Exercise data
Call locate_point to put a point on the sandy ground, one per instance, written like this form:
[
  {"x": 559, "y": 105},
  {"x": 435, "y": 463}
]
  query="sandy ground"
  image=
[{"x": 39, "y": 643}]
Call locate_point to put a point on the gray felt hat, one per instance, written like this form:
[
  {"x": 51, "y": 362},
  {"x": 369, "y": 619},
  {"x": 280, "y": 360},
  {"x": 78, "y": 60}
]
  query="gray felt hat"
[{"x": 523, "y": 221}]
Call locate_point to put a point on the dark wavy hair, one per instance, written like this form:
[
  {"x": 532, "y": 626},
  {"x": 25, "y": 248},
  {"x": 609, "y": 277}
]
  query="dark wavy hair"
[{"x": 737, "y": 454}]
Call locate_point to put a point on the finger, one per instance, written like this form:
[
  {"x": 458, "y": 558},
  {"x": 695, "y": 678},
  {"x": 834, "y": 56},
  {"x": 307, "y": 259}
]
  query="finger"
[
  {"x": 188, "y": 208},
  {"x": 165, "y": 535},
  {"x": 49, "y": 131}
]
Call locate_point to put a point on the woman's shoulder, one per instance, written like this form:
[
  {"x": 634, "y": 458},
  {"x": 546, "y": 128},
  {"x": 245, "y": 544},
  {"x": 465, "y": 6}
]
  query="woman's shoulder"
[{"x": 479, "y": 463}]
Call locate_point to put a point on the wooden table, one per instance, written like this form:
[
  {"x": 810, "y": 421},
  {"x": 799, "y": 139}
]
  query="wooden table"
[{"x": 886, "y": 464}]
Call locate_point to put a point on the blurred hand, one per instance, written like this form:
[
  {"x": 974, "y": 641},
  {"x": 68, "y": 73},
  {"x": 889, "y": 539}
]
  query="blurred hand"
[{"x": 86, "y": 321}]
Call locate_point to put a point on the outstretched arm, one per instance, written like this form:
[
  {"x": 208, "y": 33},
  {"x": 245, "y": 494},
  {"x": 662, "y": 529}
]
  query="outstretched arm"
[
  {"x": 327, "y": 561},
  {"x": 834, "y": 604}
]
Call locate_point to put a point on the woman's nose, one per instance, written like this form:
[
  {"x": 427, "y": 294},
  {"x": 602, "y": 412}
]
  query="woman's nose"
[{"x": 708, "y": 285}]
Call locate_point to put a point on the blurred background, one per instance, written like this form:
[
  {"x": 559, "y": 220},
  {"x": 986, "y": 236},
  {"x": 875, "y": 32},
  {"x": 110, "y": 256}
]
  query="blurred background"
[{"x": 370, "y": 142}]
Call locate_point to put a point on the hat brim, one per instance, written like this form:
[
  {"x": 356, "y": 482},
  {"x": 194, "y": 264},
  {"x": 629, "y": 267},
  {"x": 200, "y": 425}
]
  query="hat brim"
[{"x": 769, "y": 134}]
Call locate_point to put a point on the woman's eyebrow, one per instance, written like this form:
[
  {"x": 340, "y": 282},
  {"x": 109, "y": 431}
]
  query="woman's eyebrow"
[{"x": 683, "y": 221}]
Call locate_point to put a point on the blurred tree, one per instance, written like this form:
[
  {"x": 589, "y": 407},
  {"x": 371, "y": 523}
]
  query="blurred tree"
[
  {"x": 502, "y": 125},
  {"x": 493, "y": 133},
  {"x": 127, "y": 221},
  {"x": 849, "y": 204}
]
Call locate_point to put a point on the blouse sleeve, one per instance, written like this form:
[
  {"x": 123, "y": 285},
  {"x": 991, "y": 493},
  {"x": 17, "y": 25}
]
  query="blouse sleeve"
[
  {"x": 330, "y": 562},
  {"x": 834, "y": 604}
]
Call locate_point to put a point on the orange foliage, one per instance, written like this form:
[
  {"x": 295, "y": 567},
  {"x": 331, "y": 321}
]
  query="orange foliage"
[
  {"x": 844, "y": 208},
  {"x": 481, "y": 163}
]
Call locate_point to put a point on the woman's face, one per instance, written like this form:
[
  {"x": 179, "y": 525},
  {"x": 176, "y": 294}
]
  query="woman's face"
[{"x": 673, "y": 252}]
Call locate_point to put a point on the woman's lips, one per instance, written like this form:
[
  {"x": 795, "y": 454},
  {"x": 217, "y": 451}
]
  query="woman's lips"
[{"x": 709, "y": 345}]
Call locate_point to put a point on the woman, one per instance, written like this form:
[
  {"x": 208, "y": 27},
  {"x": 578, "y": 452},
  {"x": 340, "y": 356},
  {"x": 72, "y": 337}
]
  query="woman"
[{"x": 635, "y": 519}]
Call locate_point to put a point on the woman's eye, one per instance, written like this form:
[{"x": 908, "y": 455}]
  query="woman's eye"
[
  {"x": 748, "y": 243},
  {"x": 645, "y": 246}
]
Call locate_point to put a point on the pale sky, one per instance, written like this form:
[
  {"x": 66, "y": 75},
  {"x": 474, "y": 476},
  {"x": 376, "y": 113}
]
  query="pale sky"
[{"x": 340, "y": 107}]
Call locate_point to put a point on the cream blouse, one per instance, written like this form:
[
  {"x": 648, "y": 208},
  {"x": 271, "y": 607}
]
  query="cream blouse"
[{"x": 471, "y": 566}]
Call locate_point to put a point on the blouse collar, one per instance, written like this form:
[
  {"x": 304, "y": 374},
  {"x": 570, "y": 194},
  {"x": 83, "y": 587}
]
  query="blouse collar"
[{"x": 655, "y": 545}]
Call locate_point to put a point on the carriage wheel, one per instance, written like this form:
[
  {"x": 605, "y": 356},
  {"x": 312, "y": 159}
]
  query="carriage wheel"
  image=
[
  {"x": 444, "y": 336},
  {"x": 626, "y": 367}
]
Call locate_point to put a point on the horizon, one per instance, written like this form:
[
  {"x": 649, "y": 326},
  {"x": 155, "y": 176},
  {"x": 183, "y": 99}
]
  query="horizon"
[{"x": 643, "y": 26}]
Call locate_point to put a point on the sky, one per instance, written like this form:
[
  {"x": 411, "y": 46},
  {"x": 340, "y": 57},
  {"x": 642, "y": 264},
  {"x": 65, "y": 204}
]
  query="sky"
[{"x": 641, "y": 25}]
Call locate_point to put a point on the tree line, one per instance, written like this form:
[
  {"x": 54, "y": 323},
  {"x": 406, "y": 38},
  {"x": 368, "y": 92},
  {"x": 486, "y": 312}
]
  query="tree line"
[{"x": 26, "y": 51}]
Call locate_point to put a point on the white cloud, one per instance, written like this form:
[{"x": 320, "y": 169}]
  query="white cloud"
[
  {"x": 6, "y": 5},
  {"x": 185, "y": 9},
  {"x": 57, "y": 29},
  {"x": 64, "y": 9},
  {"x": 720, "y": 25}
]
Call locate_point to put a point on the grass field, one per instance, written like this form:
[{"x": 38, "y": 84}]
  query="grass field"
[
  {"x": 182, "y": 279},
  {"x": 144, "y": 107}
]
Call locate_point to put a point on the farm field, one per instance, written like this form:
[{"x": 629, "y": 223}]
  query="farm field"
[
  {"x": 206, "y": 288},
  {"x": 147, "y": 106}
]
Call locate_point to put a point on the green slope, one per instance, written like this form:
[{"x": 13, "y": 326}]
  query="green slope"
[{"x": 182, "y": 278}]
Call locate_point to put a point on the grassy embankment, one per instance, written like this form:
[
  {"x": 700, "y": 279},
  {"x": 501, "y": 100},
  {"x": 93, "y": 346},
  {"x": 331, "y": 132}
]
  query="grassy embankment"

Task instructions
Write out, word for word, the line containing "Call locate_point to put a point on the white" and every line after it to the end of the data above.

Task answer
Call locate_point to put a point on the white cloud, one per instance, written like this form:
[{"x": 320, "y": 169}]
  query="white cloud"
[
  {"x": 6, "y": 5},
  {"x": 185, "y": 9},
  {"x": 57, "y": 29},
  {"x": 64, "y": 9},
  {"x": 720, "y": 25}
]
Call locate_point to put a point on the grass field, one per instance, written like this form:
[{"x": 38, "y": 84}]
  query="grass field"
[
  {"x": 182, "y": 279},
  {"x": 144, "y": 107}
]
Call locate_point to put a point on the farm field, one per instance, written like this form:
[{"x": 629, "y": 223}]
  query="farm field"
[
  {"x": 206, "y": 288},
  {"x": 147, "y": 106}
]
Call locate_point to put a point on the green slope, one per instance, written like this form:
[{"x": 13, "y": 326}]
  query="green slope"
[{"x": 182, "y": 278}]
Call locate_point to put a point on the grassy embankment, one per instance, written like this form:
[
  {"x": 700, "y": 279},
  {"x": 501, "y": 100},
  {"x": 93, "y": 346},
  {"x": 331, "y": 132}
]
  query="grassy embankment"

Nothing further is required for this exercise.